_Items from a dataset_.
====

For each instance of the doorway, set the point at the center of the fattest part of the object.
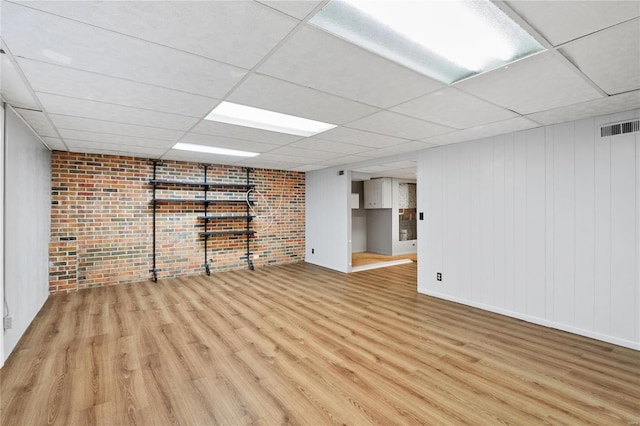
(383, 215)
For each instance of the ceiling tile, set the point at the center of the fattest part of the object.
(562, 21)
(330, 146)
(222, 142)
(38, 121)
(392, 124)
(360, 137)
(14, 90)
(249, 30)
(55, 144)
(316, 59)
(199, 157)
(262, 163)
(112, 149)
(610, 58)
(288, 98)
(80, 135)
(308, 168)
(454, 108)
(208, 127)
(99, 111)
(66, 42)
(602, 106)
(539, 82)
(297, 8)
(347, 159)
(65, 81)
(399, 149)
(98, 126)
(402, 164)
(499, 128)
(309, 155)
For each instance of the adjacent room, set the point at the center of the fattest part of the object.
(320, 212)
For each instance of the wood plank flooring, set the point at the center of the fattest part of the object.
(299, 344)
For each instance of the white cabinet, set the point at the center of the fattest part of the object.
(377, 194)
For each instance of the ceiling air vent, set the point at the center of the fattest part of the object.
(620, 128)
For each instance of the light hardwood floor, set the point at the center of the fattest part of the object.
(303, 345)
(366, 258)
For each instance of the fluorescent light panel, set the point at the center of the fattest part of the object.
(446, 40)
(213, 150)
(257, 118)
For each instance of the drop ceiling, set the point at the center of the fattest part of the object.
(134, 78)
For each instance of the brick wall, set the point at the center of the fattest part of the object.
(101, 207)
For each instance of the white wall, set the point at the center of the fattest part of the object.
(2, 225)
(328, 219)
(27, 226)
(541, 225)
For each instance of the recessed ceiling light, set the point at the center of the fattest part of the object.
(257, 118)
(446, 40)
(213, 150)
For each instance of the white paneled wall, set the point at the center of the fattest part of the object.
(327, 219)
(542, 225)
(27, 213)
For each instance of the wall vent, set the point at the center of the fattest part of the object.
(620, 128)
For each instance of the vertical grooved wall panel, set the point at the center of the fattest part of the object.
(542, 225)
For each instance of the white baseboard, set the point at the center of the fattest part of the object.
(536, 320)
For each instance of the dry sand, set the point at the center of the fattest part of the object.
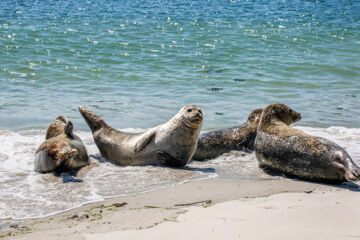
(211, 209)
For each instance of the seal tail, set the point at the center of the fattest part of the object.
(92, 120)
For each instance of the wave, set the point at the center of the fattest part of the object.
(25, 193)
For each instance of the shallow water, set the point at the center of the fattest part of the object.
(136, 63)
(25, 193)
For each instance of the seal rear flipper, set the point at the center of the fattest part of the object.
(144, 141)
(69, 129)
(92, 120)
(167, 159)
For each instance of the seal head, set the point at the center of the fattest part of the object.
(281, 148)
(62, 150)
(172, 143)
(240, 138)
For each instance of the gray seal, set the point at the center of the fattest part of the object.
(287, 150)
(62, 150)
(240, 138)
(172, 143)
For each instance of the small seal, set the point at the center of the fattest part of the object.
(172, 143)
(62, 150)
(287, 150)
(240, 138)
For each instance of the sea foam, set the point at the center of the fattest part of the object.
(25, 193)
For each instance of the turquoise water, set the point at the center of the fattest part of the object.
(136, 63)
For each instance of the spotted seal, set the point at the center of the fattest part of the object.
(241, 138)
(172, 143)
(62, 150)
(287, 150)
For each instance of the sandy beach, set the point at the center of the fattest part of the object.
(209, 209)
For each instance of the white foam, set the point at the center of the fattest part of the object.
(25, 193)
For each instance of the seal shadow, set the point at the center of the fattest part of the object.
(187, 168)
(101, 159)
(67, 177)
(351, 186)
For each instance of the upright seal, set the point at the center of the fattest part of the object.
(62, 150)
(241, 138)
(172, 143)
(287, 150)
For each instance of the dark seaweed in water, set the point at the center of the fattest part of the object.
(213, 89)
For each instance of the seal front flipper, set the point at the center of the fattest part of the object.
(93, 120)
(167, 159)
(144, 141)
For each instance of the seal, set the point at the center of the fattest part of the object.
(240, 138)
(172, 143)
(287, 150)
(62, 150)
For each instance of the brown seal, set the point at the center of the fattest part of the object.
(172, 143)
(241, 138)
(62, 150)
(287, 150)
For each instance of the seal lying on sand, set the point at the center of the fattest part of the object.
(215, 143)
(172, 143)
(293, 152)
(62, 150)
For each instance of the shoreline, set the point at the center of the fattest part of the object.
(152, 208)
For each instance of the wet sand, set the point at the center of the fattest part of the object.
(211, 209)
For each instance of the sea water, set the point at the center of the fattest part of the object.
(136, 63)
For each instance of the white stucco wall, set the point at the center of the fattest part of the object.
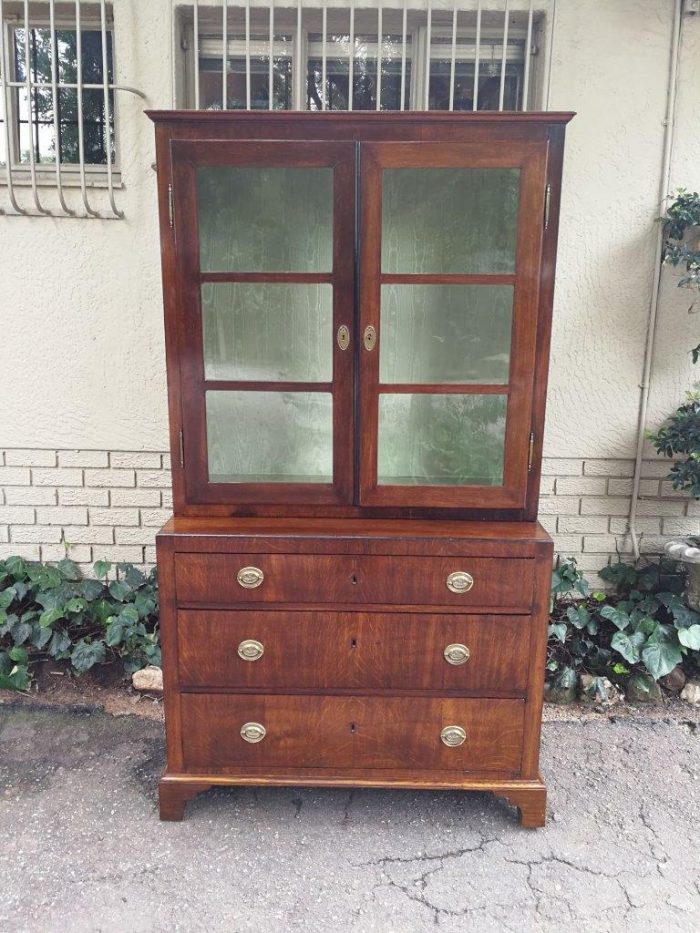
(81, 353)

====

_Set problem_. Please quote all of the material above word for word, leaving the pictures out of your answer.

_Output of the exercise_.
For each instance of the doorway, set the point at the center of the fattest part of the object.
(383, 215)
For each instance of the ceiling tile, set the point at the center of the fattest part of the object.
(562, 21)
(330, 146)
(222, 142)
(38, 121)
(392, 124)
(360, 137)
(14, 90)
(249, 30)
(55, 144)
(316, 59)
(199, 157)
(262, 163)
(112, 149)
(610, 58)
(288, 98)
(80, 135)
(308, 168)
(454, 108)
(208, 127)
(99, 111)
(66, 42)
(602, 106)
(539, 82)
(297, 8)
(347, 159)
(65, 81)
(399, 149)
(98, 126)
(402, 164)
(499, 128)
(309, 155)
For each instance of the adjacent room, set the point at the center of the fattest part of the object.
(320, 212)
For each instance of the wood plank flooring, set the point at the center of the fattest part of the object.
(299, 344)
For each instance of the white cabinet, set the point at the center of the fattest part of the object.
(377, 194)
For each instance of the ceiling air vent, set the point at the center of the fattest part of the object.
(620, 128)
For each instance of the light hardwood floor, set the point at the center of the fattest part of the object.
(303, 345)
(366, 258)
For each instance of the fluorescent light panel, set the point at the center of the fattest part of the object.
(446, 40)
(213, 150)
(257, 118)
For each instance of the drop ceiling, set the point at the center of the fattest part of the object.
(134, 78)
For each instance of the brick wall, set the point at the center of the fattest part of the object.
(101, 207)
For each instance of the white wall, set the point at the center of the fattest part of the object.
(2, 225)
(328, 219)
(27, 226)
(541, 225)
For each instance of the recessed ceiling light, set the point at the center of the fattest part of the object.
(257, 118)
(446, 40)
(213, 150)
For each instance of the white paneled wall, set the point at the center of the fattest part of the object.
(327, 219)
(542, 225)
(27, 213)
For each instance of the wall vent, set the point at the center of the fattest part of the object.
(620, 128)
For each instance of the vertical grooved wall panel, set the point at the center of the fattest part of the object.
(542, 225)
For each instance of the white baseboard, set the point at the center of the fattest part of the object.
(536, 320)
For each instance of the dry sand, set the point at the center of the fattest part of the object.
(211, 209)
For each instance of the seal tail, set the point at the center of the fattest part of the object.
(92, 120)
For each instance of the wave, set the point at the center of the fattest part of the object.
(25, 193)
For each instance of the shallow water, set the point at the center of the fattest part of the object.
(136, 63)
(25, 193)
For each instance of the seal rear flipper, set the point at the center of the fattest part of the object.
(144, 141)
(69, 129)
(92, 120)
(167, 159)
For each instance of the seal head, set the point at the center of the fattest part of the object.
(281, 148)
(62, 150)
(172, 143)
(240, 138)
For each instance of the gray seal, set the point at the center of the fattest part of the object.
(287, 150)
(62, 150)
(240, 138)
(172, 143)
For each instance of the small seal, set the point at the center of the fattest part of the object.
(172, 143)
(62, 150)
(287, 150)
(240, 138)
For each instance of the sea foam, set the point at the center of the fattest part of the object.
(25, 193)
For each instance of the turquoise water, set the point at the center of the fattest part of the object.
(136, 63)
For each instance of the spotted seal, set the point at the center of the fattest part of the object.
(241, 138)
(172, 143)
(62, 150)
(287, 150)
For each instance of the sandy beach, set the point at the center of the fattest part of the object.
(209, 209)
For each instance of the white foam, set the point at the center of the fattest part of the object.
(25, 193)
For each instance of the seal shadow, set the point at the center of the fattest part of the object.
(187, 168)
(101, 159)
(67, 177)
(351, 186)
For each instance of the upright seal, set the point at the center of the fattest part of the object.
(62, 150)
(241, 138)
(172, 143)
(287, 150)
For each instance of the dark seaweed in water, set the point at the center of the fattest part of the object.
(213, 89)
For each instance of the seal front flipper, set the point at the center of the fattest part of the object.
(93, 120)
(167, 159)
(144, 141)
For each instance of the seal, set the point at the center of the fattest part of the object.
(240, 138)
(172, 143)
(287, 150)
(62, 150)
For each instance of the brown seal, set the point at the center of the fattest part of the object.
(172, 143)
(241, 138)
(62, 150)
(287, 150)
For each instance of the seal lying on sand, set the point at the center of the fattest part of the object.
(215, 143)
(172, 143)
(293, 152)
(62, 150)
For each instance of the shoreline, set the point at the center of the fattest part of the object.
(152, 208)
For each instance of the wet sand, set the point at the center of the fattest part of the object.
(211, 209)
For each instance of the sea water, set the point at the center of the fattest part of the object.
(136, 63)
For each instance of the white stucco wall, set the point at the center of the fattest part of the object.
(81, 353)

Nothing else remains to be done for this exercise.